> Extract
*-*-*
Generally, several ranges can be used in the query and several keys are available to choose from. As limits are not constants, MySQL cannot choose the best index in advance. Thus, when doing a join, for each value of the t2.id, MySQL checks range limits and data distribution to choose the best index *for this particular value of t2.id*. This is what "Range checked for each record" means. "Index map: 1" means that there is only one index to choose from (it's a bitmap, 1 for the first index, 2 - for the second, 3 - for both, 4 - for 3rd index, etc) - so MySQL will, indeed choose to use t1.id key, but it may also decide for a table scan if it would be fatser than using the index - it will depend on the range limits.
[7 Oct 2004 20:39] Vassili Gorshkov
I am seeing all sort of problems with JOIN statements that use BETWEEN constraint, e.g.:

1.
*-*-*
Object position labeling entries

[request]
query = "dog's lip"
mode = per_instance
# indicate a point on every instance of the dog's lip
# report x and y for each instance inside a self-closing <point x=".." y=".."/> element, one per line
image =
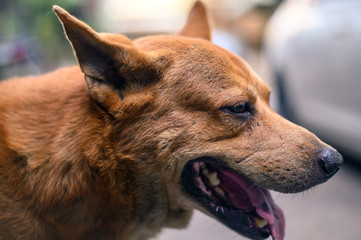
<point x="245" y="201"/>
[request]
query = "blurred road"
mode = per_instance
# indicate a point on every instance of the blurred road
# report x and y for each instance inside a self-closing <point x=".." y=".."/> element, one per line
<point x="331" y="211"/>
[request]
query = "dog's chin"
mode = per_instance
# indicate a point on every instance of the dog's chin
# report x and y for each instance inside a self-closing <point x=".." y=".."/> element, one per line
<point x="232" y="199"/>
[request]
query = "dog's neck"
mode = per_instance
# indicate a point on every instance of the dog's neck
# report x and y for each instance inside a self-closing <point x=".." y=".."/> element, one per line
<point x="79" y="186"/>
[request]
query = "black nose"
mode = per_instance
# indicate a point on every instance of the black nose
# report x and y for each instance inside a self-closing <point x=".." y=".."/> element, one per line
<point x="330" y="161"/>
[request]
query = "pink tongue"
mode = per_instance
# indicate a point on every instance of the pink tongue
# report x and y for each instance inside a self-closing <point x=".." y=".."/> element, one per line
<point x="246" y="195"/>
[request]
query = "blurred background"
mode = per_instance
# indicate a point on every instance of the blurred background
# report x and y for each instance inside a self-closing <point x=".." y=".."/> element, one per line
<point x="308" y="51"/>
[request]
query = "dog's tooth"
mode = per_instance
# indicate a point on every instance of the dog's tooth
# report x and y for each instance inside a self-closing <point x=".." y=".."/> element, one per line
<point x="260" y="222"/>
<point x="213" y="179"/>
<point x="219" y="191"/>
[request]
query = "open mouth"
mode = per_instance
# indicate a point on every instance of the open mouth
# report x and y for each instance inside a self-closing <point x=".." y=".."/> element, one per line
<point x="233" y="200"/>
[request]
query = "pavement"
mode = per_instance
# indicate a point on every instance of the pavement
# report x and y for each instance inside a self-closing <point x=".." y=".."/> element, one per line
<point x="330" y="211"/>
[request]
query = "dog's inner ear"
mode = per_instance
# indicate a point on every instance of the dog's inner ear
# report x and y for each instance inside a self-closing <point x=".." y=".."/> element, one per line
<point x="197" y="24"/>
<point x="113" y="67"/>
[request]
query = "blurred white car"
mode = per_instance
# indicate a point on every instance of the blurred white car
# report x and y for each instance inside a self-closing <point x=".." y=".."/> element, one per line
<point x="314" y="48"/>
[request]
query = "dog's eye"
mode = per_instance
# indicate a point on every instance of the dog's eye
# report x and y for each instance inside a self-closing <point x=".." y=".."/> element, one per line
<point x="239" y="108"/>
<point x="242" y="109"/>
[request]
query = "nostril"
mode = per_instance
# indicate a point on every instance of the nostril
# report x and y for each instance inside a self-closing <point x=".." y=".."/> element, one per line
<point x="330" y="161"/>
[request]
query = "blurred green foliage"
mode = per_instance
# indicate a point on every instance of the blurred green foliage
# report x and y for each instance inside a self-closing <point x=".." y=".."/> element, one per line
<point x="35" y="18"/>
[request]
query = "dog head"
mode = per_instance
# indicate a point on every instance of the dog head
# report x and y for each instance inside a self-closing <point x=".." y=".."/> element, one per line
<point x="196" y="120"/>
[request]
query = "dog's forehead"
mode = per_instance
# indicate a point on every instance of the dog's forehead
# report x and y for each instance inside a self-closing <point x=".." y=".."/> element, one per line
<point x="200" y="64"/>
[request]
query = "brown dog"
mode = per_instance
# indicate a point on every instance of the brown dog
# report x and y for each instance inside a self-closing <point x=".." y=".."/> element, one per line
<point x="159" y="126"/>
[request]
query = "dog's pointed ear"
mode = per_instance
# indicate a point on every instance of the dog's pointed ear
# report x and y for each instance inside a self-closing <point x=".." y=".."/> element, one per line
<point x="113" y="68"/>
<point x="197" y="24"/>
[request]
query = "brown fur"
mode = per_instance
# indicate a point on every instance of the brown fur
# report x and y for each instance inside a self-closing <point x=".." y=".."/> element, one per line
<point x="102" y="159"/>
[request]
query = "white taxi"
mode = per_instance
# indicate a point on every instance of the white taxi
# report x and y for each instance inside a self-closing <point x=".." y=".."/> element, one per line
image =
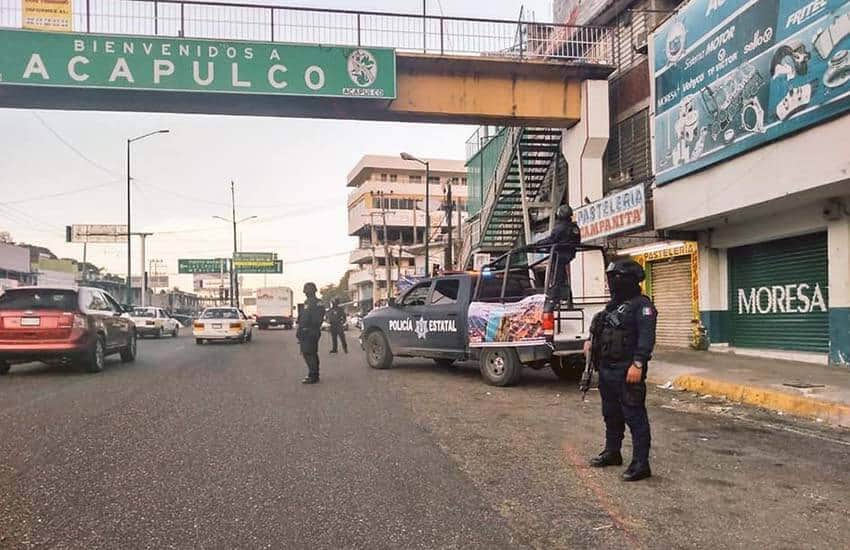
<point x="222" y="323"/>
<point x="154" y="321"/>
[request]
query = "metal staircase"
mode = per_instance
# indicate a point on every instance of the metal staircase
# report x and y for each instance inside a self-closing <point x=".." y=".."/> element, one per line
<point x="527" y="158"/>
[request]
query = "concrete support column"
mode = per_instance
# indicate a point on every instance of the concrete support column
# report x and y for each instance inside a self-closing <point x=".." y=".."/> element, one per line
<point x="583" y="147"/>
<point x="713" y="290"/>
<point x="838" y="246"/>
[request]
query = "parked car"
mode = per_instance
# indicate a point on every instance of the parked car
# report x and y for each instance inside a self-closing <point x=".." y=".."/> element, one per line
*-*-*
> Short problem 1
In the MySQL excerpt, what does an index map value of 3 mean?
> Short problem 2
Repeat the MySQL excerpt from "Generally, several ranges" up to and including "the range limits.".
> Short problem 3
Go on with the MySQL excerpt from the point where it stops.

> Final result 1
It means both the first and the second index are available to choose from.

> Final result 2
Generally, several ranges can be used in the query and several keys are available to choose from. As limits are not constants, MySQL cannot choose the best index in advance. Thus, when doing a join, for each value of the t2.id, MySQL checks range limits and data distribution to choose the best index *for this particular value of t2.id*. This is what "Range checked for each record" means. "Index map: 1" means that there is only one index to choose from (it's a bitmap, 1 for the first index, 2 - for the second, 3 - for both, 4 - for 3rd index, etc) - so MySQL will, indeed choose to use t1.id key, but it may also decide for a table scan if it would be fatser than using the index - it will depend on the range limits.

> Final result 3
CREATE TABLE R(
   r0 INT,
   r1 INT,
   r2 INT);

INSERT INTO R VALUES (1,5,7), (2,3,9);

CREATE TABLE T(
   f1 INT,
   f2 INT);
CREATE INDEX i1 ON T(f1,f2);

INSERT INTO T VALUES
   (1,1),
   (1,2),
   (1,3),
   (1,4),
   (1,5),
   (1,6),
   (1,7),
   (1,8),
   (1,9),
   (2,1),
   (2,2),
   (2,3),
   (2,4),
   (2,5),
   (2,6),
   (2,7),
   (2,8),
   (2,9);

EXPLAIN SELECT * from R,T WHERE f1 = r0 AND f2 BETWEEN r1 AND r2;

mysql> EXPLAIN SELECT * from R,T WHERE f1 = r0 AND f2 BETWEEN r1 AND r2;
+----+-------------+-------+------+---------------+------+---------+----------+------+--------------------------+
| id | select_type | table | type | possible_keys | key  | key_len | ref      | rows | Extra                    |
+----+-------------+-------+------+---------------+------+---------+----------+------+--------------------------+
|  1 | SIMPLE      | R     | ALL  | NULL          | NULL |    NULL | NULL     |    2 |                          |
|  1 | SIMPLE      | T     | ref  | i1            | i1   |       5 | vvg.R.r0 |    2 | Using where; Using index |
+----+-------------+-------+------+---------------+------+---------+----------+------+--------------------------+
2 rows in set (0.00 sec)

mysql>

As you can see only the first field 'f1' in the index was used, while f2 was ignored.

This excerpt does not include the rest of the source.